**REQUIREMENTS:** Rewrite the listing that follows, substituting "wildlife surveyor" for every occurrence of "park ranger" and leaving all other text intact.

**ENTRIES SUPPLIED:**
"""

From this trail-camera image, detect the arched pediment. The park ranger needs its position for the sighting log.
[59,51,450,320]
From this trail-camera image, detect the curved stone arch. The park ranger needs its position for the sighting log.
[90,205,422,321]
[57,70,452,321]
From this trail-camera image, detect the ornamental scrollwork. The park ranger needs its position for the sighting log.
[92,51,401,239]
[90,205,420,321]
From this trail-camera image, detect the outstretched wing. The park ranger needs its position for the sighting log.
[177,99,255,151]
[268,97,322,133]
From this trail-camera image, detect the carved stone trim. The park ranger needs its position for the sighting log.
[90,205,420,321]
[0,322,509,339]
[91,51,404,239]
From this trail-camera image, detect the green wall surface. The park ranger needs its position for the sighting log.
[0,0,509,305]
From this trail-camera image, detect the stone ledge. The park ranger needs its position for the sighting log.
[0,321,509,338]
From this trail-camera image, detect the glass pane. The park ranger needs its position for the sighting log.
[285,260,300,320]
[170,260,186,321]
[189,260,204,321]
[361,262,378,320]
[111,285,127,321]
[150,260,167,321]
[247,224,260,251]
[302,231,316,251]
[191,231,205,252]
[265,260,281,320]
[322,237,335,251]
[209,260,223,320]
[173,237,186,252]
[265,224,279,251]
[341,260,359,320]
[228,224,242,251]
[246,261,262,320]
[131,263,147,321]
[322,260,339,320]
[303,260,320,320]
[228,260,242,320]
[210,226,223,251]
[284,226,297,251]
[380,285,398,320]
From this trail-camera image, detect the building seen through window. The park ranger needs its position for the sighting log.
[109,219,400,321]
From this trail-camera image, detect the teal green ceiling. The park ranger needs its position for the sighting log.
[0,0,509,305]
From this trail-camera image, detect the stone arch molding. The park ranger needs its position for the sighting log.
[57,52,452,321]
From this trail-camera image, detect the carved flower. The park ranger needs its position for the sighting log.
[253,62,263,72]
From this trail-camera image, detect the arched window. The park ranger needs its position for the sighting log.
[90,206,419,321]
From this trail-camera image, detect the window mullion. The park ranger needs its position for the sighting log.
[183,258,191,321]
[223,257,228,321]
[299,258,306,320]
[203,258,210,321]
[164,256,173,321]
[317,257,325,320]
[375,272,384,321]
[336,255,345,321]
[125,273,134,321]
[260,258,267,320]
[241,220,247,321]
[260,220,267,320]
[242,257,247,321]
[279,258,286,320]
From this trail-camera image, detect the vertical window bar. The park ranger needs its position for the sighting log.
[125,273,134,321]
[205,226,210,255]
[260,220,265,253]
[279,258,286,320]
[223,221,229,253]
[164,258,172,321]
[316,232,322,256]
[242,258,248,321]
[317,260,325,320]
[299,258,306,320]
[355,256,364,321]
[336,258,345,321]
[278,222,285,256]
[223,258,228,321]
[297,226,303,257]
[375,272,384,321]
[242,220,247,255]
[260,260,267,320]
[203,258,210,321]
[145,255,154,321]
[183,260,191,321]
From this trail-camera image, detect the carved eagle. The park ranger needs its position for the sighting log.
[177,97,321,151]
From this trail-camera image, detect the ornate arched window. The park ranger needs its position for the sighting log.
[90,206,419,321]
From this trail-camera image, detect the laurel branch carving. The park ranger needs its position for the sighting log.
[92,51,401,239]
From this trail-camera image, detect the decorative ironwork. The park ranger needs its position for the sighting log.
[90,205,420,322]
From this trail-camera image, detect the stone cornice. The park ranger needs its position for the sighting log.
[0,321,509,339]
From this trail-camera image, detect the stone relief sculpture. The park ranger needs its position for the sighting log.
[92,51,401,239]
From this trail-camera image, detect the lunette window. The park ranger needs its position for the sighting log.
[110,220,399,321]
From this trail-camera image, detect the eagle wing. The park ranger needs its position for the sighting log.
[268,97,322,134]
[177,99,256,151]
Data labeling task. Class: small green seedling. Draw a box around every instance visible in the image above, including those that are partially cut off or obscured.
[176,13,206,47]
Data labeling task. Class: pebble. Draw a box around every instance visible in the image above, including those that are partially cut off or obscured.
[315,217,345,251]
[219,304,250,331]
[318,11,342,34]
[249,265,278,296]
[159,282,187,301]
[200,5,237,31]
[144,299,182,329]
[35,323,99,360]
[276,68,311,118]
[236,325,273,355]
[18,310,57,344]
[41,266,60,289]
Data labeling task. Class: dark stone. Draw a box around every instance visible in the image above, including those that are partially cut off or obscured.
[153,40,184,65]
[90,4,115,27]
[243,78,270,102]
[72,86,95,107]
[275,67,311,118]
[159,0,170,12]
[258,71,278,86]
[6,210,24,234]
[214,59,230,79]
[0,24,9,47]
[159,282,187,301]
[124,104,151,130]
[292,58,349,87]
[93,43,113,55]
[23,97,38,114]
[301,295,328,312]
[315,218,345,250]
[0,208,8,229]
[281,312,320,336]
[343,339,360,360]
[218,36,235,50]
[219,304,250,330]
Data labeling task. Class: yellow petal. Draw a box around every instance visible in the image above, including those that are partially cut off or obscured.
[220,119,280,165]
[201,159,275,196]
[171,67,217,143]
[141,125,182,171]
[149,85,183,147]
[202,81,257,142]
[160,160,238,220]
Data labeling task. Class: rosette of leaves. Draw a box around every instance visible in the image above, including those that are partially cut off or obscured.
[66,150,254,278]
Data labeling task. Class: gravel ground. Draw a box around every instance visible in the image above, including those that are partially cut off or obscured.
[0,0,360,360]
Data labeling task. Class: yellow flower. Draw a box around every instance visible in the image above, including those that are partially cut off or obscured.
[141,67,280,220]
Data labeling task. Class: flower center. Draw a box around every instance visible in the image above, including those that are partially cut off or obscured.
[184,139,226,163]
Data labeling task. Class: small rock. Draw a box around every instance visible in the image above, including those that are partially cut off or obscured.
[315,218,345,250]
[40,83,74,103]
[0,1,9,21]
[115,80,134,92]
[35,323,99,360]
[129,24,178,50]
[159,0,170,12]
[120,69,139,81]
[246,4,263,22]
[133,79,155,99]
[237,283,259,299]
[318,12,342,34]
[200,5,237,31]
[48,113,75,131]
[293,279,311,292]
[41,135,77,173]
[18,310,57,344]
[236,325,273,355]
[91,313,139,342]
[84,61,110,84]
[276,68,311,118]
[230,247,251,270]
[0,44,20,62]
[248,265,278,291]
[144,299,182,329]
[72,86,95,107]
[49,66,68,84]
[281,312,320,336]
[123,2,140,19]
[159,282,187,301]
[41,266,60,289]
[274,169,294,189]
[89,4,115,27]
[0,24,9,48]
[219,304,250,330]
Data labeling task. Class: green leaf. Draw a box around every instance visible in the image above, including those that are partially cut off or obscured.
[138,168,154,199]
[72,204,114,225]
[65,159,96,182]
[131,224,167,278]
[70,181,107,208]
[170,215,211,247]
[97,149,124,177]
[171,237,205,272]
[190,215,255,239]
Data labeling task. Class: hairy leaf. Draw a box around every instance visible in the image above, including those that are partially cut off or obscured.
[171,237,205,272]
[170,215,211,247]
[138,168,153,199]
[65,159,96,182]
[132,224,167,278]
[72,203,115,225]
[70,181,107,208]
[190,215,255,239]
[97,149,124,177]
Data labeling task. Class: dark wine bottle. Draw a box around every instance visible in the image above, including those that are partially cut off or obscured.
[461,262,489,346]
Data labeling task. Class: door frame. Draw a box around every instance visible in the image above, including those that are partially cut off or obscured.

"""

**FINISHED ANSWER:**
From this trail-camera image, detect the arched pediment. The wildlife surveyor needs its position for the sighting log.
[59,51,450,320]
From this trail-camera image, detect the curved stone arch. The wildlife surveyor needs its position for the sighting log.
[90,205,422,321]
[57,70,452,321]
From this trail-camera image, detect the ornamental scrollwork. The wildlife surveyor needs its position for the sighting log.
[92,51,401,239]
[90,205,420,321]
From this trail-camera image, detect the outstretched wing. The wildlife surveyor needs its position for the sighting log.
[177,99,255,151]
[268,97,322,133]
From this trail-camera image, detect the carved stone trim. The wildlife surveyor needs its position for the sighting log.
[90,205,420,321]
[0,322,509,339]
[91,51,404,239]
From this trail-camera image, detect the green wall surface. The wildlife surveyor needs its position for the sighting log.
[0,0,509,305]
From this trail-camera image, detect the stone ledge. The wildlife surveyor needs its position for the sighting log.
[0,321,509,338]
From this trail-camera image, detect the glass pane. The wildlife surveyor needs its position for the sighting log.
[285,260,300,320]
[170,260,186,321]
[189,260,204,321]
[361,262,378,320]
[111,285,127,321]
[150,260,167,321]
[247,224,260,251]
[302,231,316,251]
[191,231,205,252]
[265,260,281,320]
[322,237,335,251]
[209,260,223,320]
[173,237,186,252]
[265,224,279,251]
[341,260,359,320]
[228,224,242,251]
[246,261,262,320]
[131,263,147,321]
[322,260,339,320]
[303,260,320,320]
[228,260,242,320]
[210,226,223,251]
[284,226,297,251]
[380,285,398,320]
From this trail-camera image, detect the building seen through window. The wildlife surveyor needs its position for the sighting log.
[109,219,400,321]
From this trail-camera image, detect the teal green ceiling. The wildlife surveyor needs its position for the sighting log.
[0,0,509,305]
From this trail-camera image, detect the stone arch molding. The wildlife surveyor needs its position for the sighting log.
[57,52,452,321]
From this trail-camera image, detect the carved flower. The wildlife surveyor needs its position for the sighting log.
[253,62,263,72]
From this trail-camera image, detect the arched window. The wildlife surveyor needs its position for the sighting log.
[90,206,419,321]
From this trail-camera image, detect the window mullion. The wildlife surveyor needs its position for the sighting log.
[183,258,191,321]
[223,257,228,321]
[299,258,306,320]
[203,258,210,321]
[164,256,173,321]
[317,257,325,320]
[375,272,384,321]
[336,255,345,321]
[125,273,134,321]
[260,258,267,320]
[241,220,247,321]
[260,220,267,320]
[242,257,247,321]
[279,258,286,320]
From this trail-camera image, detect the vertical window bar. The wildlife surveyor needs its position for the sighting log.
[125,273,134,321]
[205,226,210,255]
[260,220,265,253]
[279,258,286,320]
[223,221,229,253]
[164,258,172,321]
[316,232,322,256]
[242,258,248,321]
[317,260,325,320]
[299,258,306,320]
[355,256,364,321]
[336,258,345,321]
[278,222,285,256]
[223,258,228,321]
[297,226,303,257]
[375,272,384,321]
[242,220,247,255]
[260,260,267,320]
[203,258,210,321]
[145,255,154,321]
[183,260,191,321]
From this trail-camera image, detect the carved eagle. The wildlife surveyor needs its position for the sighting log.
[177,97,321,151]
From this trail-camera image, detect the ornate arched window. The wildlife surveyor needs its position for the sighting log.
[90,206,419,321]
From this trail-camera image, detect the laurel branch carving. The wildlife surveyor needs its position for the sighting log.
[92,51,401,239]
From this trail-camera image, detect the decorative ironwork. The wildlife surveyor needs its position for the sighting log.
[90,205,420,322]
From this trail-camera image, detect the stone cornice. The wildlife surveyor needs its position for the sighting log.
[0,321,509,339]
From this trail-camera image, detect the stone relief sculpture. The wildlife surveyor needs its position for the sighting log.
[92,51,401,239]
From this trail-camera image, detect the lunette window. The wildlife surveyor needs its position for the sighting log.
[110,220,399,321]
From this trail-camera image, detect the eagle wing. The wildlife surveyor needs its position for the sighting log.
[268,97,322,134]
[177,99,256,151]
Data labeling task. Class: small green seedling. Draw a box around every instance visible in the image above, including those that are partially cut off or obscured.
[176,13,206,47]
Data labeling task. Class: pebble. Draw a box around every instance visible in the image above, including those that are partially cut off or obscured.
[315,217,345,251]
[219,304,250,331]
[318,11,342,34]
[249,265,278,296]
[159,282,187,301]
[200,5,237,31]
[144,299,182,329]
[35,323,99,360]
[276,68,311,118]
[236,325,273,355]
[18,310,57,344]
[41,266,60,289]
Data labeling task. Class: dark stone. Draw a box around every instance visible in the image above, including those that are partially cut off or obscured.
[153,40,184,65]
[90,4,115,27]
[243,78,270,102]
[72,86,95,107]
[275,67,311,118]
[159,0,170,12]
[258,71,278,86]
[6,210,24,234]
[214,59,230,79]
[0,24,9,47]
[159,282,187,301]
[124,104,151,130]
[292,58,349,87]
[93,43,113,55]
[23,97,38,114]
[301,295,328,312]
[315,218,345,250]
[0,208,8,229]
[281,312,320,336]
[343,339,360,360]
[218,36,235,50]
[219,304,250,330]
Data labeling task. Class: yellow petal. Draw a box around every instance visible in the image above, including those that are partially cut off or obscured.
[220,119,280,165]
[201,159,275,196]
[171,67,217,143]
[141,125,182,171]
[149,85,183,147]
[202,81,257,142]
[160,160,238,220]
Data labeling task. Class: rosette of leaves. Draw a box around every instance visible in the image above, including those that are partially cut off or obscured.
[66,150,254,278]
Data labeling task. Class: gravel ground. Draw a box around every instance visible in the image above, including those that are partially cut off or obscured.
[0,0,360,360]
Data labeling task. Class: yellow flower. Draw a box around every instance visible in the image above, including those that are partially cut off or obscured.
[141,67,280,220]
Data labeling task. Class: flower center. Draw a box around every instance visible in the image above, including those that are partially cut off or obscured.
[184,139,226,163]
Data labeling task. Class: small rock. Draw a box around every instance visible in the image above, including those that are partially cut off or obscured.
[315,218,345,250]
[40,83,74,103]
[0,1,9,21]
[115,80,134,92]
[35,323,99,360]
[129,24,178,50]
[159,0,170,12]
[120,69,139,81]
[246,4,263,22]
[133,79,155,99]
[237,283,259,299]
[318,12,342,34]
[200,5,237,31]
[48,113,75,131]
[293,279,311,292]
[41,135,77,173]
[18,310,57,344]
[236,325,273,355]
[91,313,139,342]
[84,61,110,84]
[276,68,311,118]
[230,247,251,270]
[0,44,20,62]
[248,265,278,291]
[144,299,182,329]
[72,86,95,107]
[49,66,68,84]
[281,312,320,336]
[123,2,140,19]
[159,282,187,301]
[41,266,60,289]
[274,169,294,189]
[89,4,115,27]
[0,24,9,48]
[219,304,250,330]
Data labeling task. Class: green leaf. Draw a box around every instance visible in the image above, including those that are partially cut off or obscured.
[138,168,154,199]
[72,204,114,225]
[65,159,96,182]
[131,224,167,278]
[70,181,107,208]
[170,215,211,247]
[97,149,124,177]
[171,237,205,272]
[190,215,255,239]
Data labeling task. Class: hairy leaf. Draw a box around every instance visible in the image above, including those that are partially cut off or obscured.
[171,237,205,272]
[170,215,211,247]
[138,168,153,199]
[65,159,96,182]
[132,224,167,278]
[72,203,115,225]
[70,181,107,208]
[190,215,255,239]
[97,149,124,177]
Data labeling task. Class: dark wine bottle. Draw a box around every instance visible in the image above, including those that are partially cut off or obscured.
[461,262,489,346]
Data labeling task. Class: door frame. Draw a box around every instance visible in the image above, including those that are partially cut off or obscured.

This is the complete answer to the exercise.